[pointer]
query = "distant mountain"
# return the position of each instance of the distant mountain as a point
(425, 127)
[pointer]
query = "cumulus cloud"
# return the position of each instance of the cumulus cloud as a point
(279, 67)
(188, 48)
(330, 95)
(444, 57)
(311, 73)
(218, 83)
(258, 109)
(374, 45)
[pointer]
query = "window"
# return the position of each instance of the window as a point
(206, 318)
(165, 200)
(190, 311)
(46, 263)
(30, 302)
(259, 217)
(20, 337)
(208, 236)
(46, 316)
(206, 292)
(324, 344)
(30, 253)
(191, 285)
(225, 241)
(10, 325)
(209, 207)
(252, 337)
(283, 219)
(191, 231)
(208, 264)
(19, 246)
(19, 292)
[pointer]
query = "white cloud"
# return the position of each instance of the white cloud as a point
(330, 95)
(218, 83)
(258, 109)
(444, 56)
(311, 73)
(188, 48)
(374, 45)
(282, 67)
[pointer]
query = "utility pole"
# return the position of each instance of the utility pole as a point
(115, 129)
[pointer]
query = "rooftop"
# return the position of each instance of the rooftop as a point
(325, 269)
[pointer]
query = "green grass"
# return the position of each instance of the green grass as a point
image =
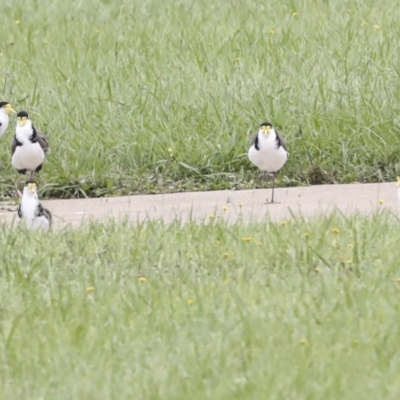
(115, 84)
(297, 312)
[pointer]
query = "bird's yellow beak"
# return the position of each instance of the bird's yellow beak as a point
(21, 121)
(31, 187)
(266, 129)
(9, 109)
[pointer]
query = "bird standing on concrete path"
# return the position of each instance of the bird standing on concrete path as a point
(28, 147)
(5, 109)
(30, 209)
(268, 152)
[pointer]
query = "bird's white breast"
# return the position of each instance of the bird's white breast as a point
(28, 156)
(269, 157)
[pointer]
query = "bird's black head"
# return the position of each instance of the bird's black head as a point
(266, 124)
(22, 114)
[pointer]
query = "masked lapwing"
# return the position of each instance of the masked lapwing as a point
(28, 147)
(268, 152)
(31, 210)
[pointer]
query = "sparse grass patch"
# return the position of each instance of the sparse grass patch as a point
(115, 85)
(298, 309)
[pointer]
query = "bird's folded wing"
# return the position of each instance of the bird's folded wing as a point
(44, 144)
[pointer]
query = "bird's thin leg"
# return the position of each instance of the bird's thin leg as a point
(273, 186)
(266, 176)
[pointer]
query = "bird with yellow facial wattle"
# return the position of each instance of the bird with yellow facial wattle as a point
(28, 147)
(398, 188)
(31, 210)
(268, 152)
(5, 109)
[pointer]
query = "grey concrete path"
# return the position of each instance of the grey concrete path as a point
(309, 201)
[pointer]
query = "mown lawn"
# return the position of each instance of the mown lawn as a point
(157, 96)
(296, 310)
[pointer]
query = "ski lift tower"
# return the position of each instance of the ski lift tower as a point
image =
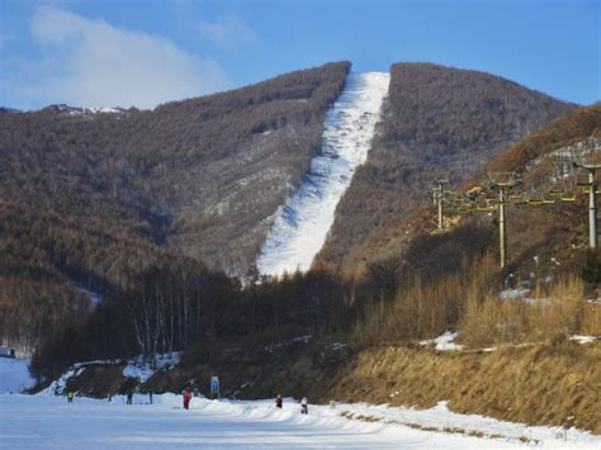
(438, 195)
(502, 181)
(592, 201)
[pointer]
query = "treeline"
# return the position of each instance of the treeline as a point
(173, 305)
(215, 166)
(48, 263)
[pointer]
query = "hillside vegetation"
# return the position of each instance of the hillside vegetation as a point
(343, 338)
(438, 122)
(202, 177)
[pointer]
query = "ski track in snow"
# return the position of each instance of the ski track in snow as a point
(301, 225)
(43, 422)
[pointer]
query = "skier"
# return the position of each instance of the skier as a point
(304, 406)
(187, 397)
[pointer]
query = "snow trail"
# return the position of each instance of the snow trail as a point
(42, 422)
(301, 226)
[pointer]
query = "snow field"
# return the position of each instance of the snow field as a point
(47, 422)
(301, 225)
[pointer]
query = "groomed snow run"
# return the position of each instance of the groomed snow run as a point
(301, 226)
(43, 422)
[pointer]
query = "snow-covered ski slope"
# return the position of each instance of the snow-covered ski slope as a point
(46, 422)
(301, 225)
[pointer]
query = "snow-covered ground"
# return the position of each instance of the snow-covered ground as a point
(48, 422)
(301, 226)
(14, 375)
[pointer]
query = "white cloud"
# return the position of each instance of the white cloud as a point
(89, 62)
(230, 31)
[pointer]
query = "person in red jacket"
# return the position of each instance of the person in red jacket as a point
(187, 397)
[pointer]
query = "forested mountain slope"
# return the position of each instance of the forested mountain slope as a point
(438, 122)
(202, 176)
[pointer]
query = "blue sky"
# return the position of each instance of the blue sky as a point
(145, 52)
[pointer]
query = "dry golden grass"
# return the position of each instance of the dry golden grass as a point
(537, 384)
(423, 311)
(549, 316)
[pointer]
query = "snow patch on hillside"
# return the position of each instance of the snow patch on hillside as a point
(444, 342)
(301, 225)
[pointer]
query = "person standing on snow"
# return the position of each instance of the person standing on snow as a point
(304, 406)
(187, 397)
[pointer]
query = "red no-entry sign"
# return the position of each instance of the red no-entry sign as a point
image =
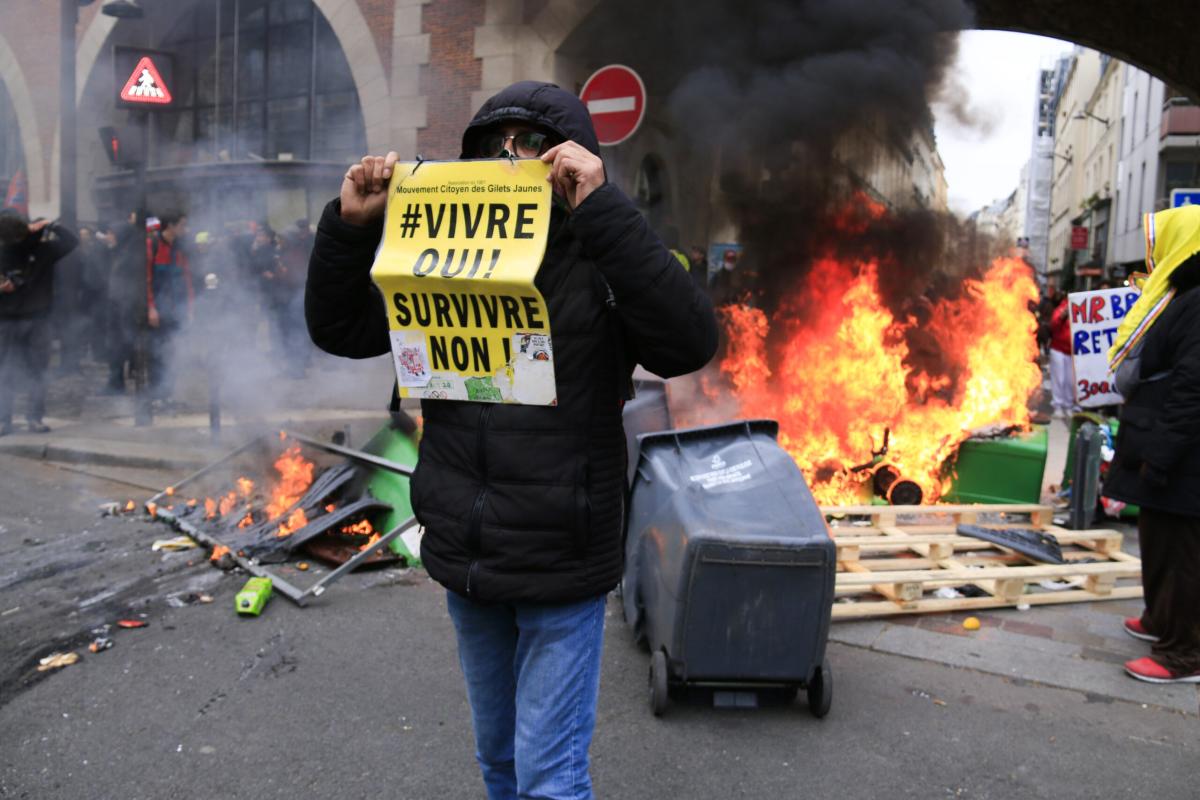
(616, 100)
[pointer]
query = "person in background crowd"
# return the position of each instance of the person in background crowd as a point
(1062, 372)
(273, 292)
(169, 296)
(1049, 301)
(126, 299)
(1157, 459)
(29, 253)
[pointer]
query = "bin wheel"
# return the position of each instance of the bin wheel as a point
(821, 690)
(658, 683)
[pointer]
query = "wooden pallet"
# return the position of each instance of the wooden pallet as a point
(891, 567)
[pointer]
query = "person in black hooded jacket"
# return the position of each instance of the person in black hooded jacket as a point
(523, 506)
(1157, 465)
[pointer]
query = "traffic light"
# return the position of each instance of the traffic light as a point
(112, 143)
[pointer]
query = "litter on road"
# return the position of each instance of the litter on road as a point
(172, 545)
(57, 661)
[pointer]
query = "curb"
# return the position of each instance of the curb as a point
(107, 453)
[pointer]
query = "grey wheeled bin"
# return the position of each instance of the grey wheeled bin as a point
(729, 565)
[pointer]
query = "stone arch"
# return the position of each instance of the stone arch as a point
(1157, 37)
(27, 118)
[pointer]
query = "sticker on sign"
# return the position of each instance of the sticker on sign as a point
(616, 98)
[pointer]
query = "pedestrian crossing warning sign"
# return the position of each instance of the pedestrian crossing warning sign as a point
(145, 85)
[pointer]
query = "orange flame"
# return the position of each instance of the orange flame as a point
(227, 503)
(295, 476)
(837, 368)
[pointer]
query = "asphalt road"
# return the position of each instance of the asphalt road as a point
(359, 696)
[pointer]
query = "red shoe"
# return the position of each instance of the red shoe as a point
(1152, 672)
(1137, 630)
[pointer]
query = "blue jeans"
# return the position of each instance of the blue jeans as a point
(533, 677)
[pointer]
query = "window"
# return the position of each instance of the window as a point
(258, 79)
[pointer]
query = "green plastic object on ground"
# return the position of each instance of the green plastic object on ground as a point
(394, 444)
(1006, 469)
(253, 596)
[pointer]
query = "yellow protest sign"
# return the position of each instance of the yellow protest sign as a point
(461, 247)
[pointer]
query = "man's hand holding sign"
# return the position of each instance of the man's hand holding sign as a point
(574, 172)
(365, 188)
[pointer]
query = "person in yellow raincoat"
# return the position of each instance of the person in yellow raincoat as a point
(1156, 358)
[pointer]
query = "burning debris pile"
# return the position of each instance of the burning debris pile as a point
(862, 317)
(298, 504)
(874, 394)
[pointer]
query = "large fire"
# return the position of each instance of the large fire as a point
(845, 378)
(295, 476)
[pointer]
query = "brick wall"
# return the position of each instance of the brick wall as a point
(31, 30)
(451, 74)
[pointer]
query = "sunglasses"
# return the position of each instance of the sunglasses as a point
(527, 144)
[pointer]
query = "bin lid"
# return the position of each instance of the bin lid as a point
(732, 476)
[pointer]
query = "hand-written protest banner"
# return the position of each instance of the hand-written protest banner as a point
(1095, 318)
(462, 245)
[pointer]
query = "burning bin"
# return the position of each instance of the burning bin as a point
(729, 564)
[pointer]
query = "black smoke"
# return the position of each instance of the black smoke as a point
(780, 85)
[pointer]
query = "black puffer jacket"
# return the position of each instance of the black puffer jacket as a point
(525, 503)
(1157, 461)
(31, 265)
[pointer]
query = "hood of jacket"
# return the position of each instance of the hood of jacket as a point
(538, 103)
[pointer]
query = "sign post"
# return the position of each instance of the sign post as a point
(143, 80)
(616, 98)
(1095, 318)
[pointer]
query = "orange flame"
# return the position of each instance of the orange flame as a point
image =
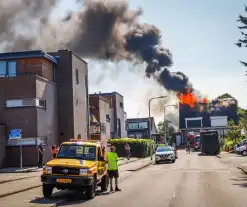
(190, 99)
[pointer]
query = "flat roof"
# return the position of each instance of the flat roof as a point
(111, 94)
(27, 54)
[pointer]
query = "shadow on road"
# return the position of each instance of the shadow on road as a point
(57, 196)
(66, 197)
(78, 198)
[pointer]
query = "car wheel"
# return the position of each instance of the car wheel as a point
(90, 193)
(104, 183)
(244, 153)
(47, 190)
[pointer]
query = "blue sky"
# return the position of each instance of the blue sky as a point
(200, 34)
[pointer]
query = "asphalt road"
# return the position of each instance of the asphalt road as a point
(194, 181)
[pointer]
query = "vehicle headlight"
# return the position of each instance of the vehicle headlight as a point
(48, 169)
(83, 171)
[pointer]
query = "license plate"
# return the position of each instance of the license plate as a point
(64, 180)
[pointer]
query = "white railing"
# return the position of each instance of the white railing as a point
(32, 141)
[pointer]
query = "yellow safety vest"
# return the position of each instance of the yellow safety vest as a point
(112, 159)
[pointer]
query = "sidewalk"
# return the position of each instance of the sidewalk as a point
(34, 197)
(14, 183)
(236, 160)
(13, 174)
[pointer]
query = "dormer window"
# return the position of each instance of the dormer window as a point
(8, 68)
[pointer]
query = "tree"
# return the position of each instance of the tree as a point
(242, 42)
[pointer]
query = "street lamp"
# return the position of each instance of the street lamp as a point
(149, 124)
(174, 105)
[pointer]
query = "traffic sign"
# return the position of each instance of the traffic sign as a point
(15, 131)
(14, 136)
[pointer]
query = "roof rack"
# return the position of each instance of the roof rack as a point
(86, 140)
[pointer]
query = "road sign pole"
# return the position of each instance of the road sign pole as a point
(20, 154)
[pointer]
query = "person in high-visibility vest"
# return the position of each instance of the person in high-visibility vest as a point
(112, 159)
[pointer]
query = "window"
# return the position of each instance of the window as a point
(133, 125)
(81, 152)
(8, 68)
(76, 76)
(27, 102)
(143, 125)
(14, 103)
(3, 69)
(140, 125)
(108, 118)
(12, 69)
(40, 103)
(121, 105)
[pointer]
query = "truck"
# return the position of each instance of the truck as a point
(209, 141)
(79, 165)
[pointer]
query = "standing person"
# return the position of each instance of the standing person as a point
(112, 159)
(40, 154)
(54, 151)
(127, 150)
(188, 147)
(175, 149)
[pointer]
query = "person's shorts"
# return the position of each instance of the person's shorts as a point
(113, 173)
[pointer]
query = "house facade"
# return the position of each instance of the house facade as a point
(45, 98)
(139, 127)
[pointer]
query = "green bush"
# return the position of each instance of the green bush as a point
(138, 147)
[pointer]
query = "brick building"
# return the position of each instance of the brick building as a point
(117, 114)
(100, 119)
(139, 127)
(46, 97)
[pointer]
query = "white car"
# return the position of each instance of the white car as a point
(242, 150)
(165, 153)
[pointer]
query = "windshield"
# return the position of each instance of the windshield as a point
(78, 152)
(163, 149)
(197, 139)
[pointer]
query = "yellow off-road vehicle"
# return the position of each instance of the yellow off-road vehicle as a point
(79, 165)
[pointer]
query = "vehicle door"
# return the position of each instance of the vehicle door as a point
(101, 164)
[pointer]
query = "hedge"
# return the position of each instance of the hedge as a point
(138, 147)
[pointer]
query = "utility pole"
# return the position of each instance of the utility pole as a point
(150, 123)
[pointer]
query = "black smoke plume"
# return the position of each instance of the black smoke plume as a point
(101, 30)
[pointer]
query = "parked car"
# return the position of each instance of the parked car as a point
(242, 150)
(165, 153)
(240, 144)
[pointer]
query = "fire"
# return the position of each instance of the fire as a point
(190, 98)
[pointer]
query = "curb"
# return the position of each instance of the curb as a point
(19, 191)
(16, 179)
(130, 161)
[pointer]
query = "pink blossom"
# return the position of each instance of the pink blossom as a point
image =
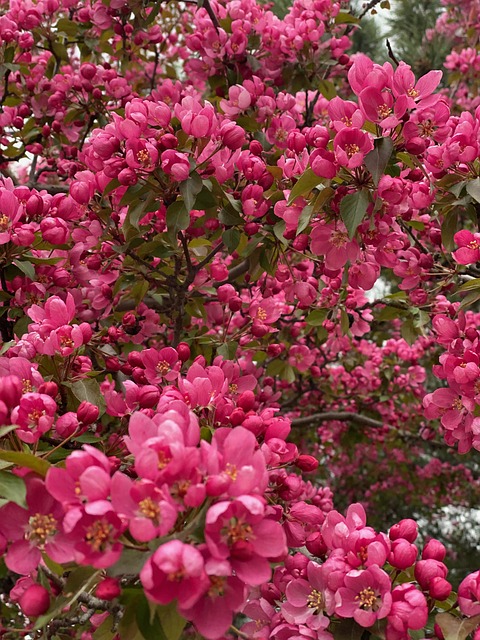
(365, 597)
(175, 571)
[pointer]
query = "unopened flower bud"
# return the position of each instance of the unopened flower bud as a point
(34, 601)
(87, 413)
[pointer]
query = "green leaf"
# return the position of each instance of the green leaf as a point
(377, 160)
(88, 390)
(454, 628)
(327, 89)
(470, 285)
(13, 488)
(131, 561)
(231, 238)
(409, 331)
(449, 229)
(304, 185)
(178, 218)
(316, 317)
(189, 189)
(304, 219)
(26, 267)
(353, 209)
(28, 460)
(228, 350)
(229, 218)
(473, 189)
(346, 18)
(172, 622)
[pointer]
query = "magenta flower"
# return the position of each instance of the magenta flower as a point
(33, 530)
(409, 611)
(469, 243)
(333, 243)
(469, 594)
(212, 614)
(238, 531)
(175, 571)
(150, 511)
(34, 416)
(161, 365)
(351, 146)
(365, 597)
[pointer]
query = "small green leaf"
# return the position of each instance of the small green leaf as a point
(189, 189)
(228, 350)
(454, 628)
(178, 218)
(473, 189)
(304, 219)
(172, 622)
(88, 390)
(26, 460)
(353, 208)
(316, 317)
(449, 229)
(26, 267)
(13, 488)
(231, 238)
(306, 182)
(377, 160)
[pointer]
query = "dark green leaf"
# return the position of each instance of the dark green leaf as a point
(13, 488)
(88, 390)
(353, 208)
(307, 181)
(449, 229)
(473, 189)
(26, 460)
(189, 189)
(231, 238)
(377, 160)
(178, 218)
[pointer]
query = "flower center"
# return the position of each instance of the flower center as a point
(99, 535)
(231, 471)
(217, 586)
(384, 111)
(315, 600)
(41, 527)
(237, 530)
(351, 149)
(339, 239)
(261, 314)
(149, 509)
(35, 416)
(163, 367)
(367, 598)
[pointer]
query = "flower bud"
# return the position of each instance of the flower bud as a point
(34, 601)
(108, 589)
(87, 413)
(434, 550)
(403, 554)
(440, 588)
(306, 463)
(407, 529)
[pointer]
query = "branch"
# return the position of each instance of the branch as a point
(344, 416)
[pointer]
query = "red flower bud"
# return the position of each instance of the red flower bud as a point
(108, 589)
(87, 412)
(440, 588)
(306, 463)
(34, 601)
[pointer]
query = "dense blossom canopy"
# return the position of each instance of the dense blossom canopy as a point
(238, 269)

## About this task
Find the word "entry" in the data and copy out each line where it turns up.

## Task result
query = "red no-entry sign"
# return the position of each instance of the red no-entry sign as a point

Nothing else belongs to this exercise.